Records from a collection:
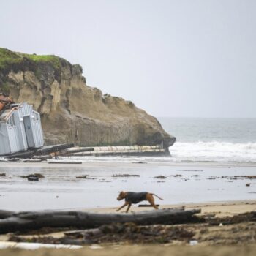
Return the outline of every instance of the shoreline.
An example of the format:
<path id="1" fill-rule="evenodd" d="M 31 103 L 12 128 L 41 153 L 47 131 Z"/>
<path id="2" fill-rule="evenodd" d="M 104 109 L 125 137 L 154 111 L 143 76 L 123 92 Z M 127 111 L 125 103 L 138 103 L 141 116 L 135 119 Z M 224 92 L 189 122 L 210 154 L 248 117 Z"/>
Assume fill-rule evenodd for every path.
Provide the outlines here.
<path id="1" fill-rule="evenodd" d="M 218 217 L 233 216 L 235 214 L 240 214 L 249 211 L 256 211 L 256 200 L 230 200 L 230 201 L 215 201 L 215 202 L 203 202 L 203 203 L 178 203 L 172 205 L 160 205 L 159 209 L 181 208 L 184 207 L 185 209 L 200 208 L 201 214 L 208 214 L 214 212 Z M 116 213 L 118 207 L 100 207 L 92 208 L 82 208 L 72 209 L 75 211 L 89 211 L 95 213 Z M 63 211 L 68 211 L 72 209 L 65 209 Z M 143 211 L 152 211 L 152 207 L 138 207 L 138 205 L 132 205 L 130 208 L 129 212 L 138 212 Z M 123 209 L 119 211 L 121 213 L 125 212 Z"/>
<path id="2" fill-rule="evenodd" d="M 105 159 L 108 159 L 108 157 L 105 157 Z M 124 160 L 127 160 L 127 158 L 124 158 Z M 129 158 L 128 158 L 129 159 Z M 89 159 L 89 162 L 86 162 L 86 159 L 84 159 L 84 160 L 82 162 L 81 164 L 60 164 L 60 163 L 48 163 L 48 162 L 43 161 L 40 162 L 12 162 L 12 161 L 0 161 L 0 167 L 117 167 L 119 166 L 121 164 L 122 166 L 133 166 L 133 167 L 146 167 L 147 165 L 151 165 L 151 166 L 170 166 L 170 167 L 211 167 L 211 166 L 214 167 L 256 167 L 256 162 L 171 162 L 171 161 L 166 161 L 165 158 L 163 157 L 163 161 L 161 161 L 159 159 L 150 161 L 150 159 L 144 159 L 138 158 L 136 159 L 136 161 L 135 162 L 133 159 L 130 162 L 120 161 L 117 162 L 110 162 L 110 161 L 97 161 L 97 157 L 95 157 L 95 161 L 91 161 L 91 159 Z M 113 160 L 113 159 L 112 159 Z M 147 160 L 149 160 L 147 162 Z"/>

WHAT THE EXERCISE ASKS:
Reproduce the listing above verbatim, line for line, omitting the pictures.

TASK RESPONSE:
Return the outline of every instance of the shoreline.
An example of the format:
<path id="1" fill-rule="evenodd" d="M 31 103 L 12 128 L 41 153 L 47 131 Z"/>
<path id="2" fill-rule="evenodd" d="M 104 109 L 125 137 L 154 111 L 143 76 L 123 92 Z M 127 111 L 125 103 L 138 103 L 141 116 L 135 119 Z M 224 92 L 189 122 L 210 154 L 248 117 Z"/>
Assume fill-rule evenodd for every path.
Provide the outlines here.
<path id="1" fill-rule="evenodd" d="M 218 217 L 233 216 L 235 214 L 240 214 L 249 211 L 256 211 L 256 200 L 230 200 L 230 201 L 215 201 L 215 202 L 203 202 L 203 203 L 178 203 L 172 205 L 160 205 L 159 209 L 181 208 L 184 207 L 185 209 L 200 208 L 201 214 L 208 214 L 214 212 Z M 116 213 L 118 207 L 100 207 L 92 208 L 82 208 L 72 209 L 75 211 L 89 211 L 95 213 Z M 63 211 L 68 211 L 72 209 L 65 209 Z M 143 211 L 152 211 L 152 207 L 138 207 L 138 205 L 132 205 L 130 208 L 129 212 L 138 212 Z M 123 209 L 119 211 L 121 213 L 125 212 Z"/>
<path id="2" fill-rule="evenodd" d="M 105 159 L 108 159 L 108 157 L 105 157 Z M 124 160 L 127 160 L 127 158 L 124 158 Z M 129 158 L 128 158 L 129 159 Z M 89 159 L 89 162 L 86 162 L 86 159 L 84 159 L 84 160 L 82 162 L 81 164 L 60 164 L 60 163 L 48 163 L 48 162 L 43 161 L 40 162 L 12 162 L 12 161 L 0 161 L 0 167 L 117 167 L 119 166 L 121 164 L 122 166 L 133 166 L 133 167 L 146 167 L 147 165 L 151 165 L 151 166 L 170 166 L 170 167 L 211 167 L 211 166 L 214 167 L 256 167 L 256 162 L 171 162 L 171 161 L 166 161 L 165 158 L 163 157 L 163 161 L 161 161 L 159 159 L 150 161 L 150 159 L 144 159 L 138 158 L 136 159 L 136 161 L 135 162 L 133 159 L 130 162 L 120 161 L 117 162 L 110 162 L 110 161 L 97 161 L 97 157 L 95 157 L 95 161 L 91 161 L 91 159 Z M 113 160 L 113 159 L 112 159 Z M 147 160 L 149 160 L 147 162 Z"/>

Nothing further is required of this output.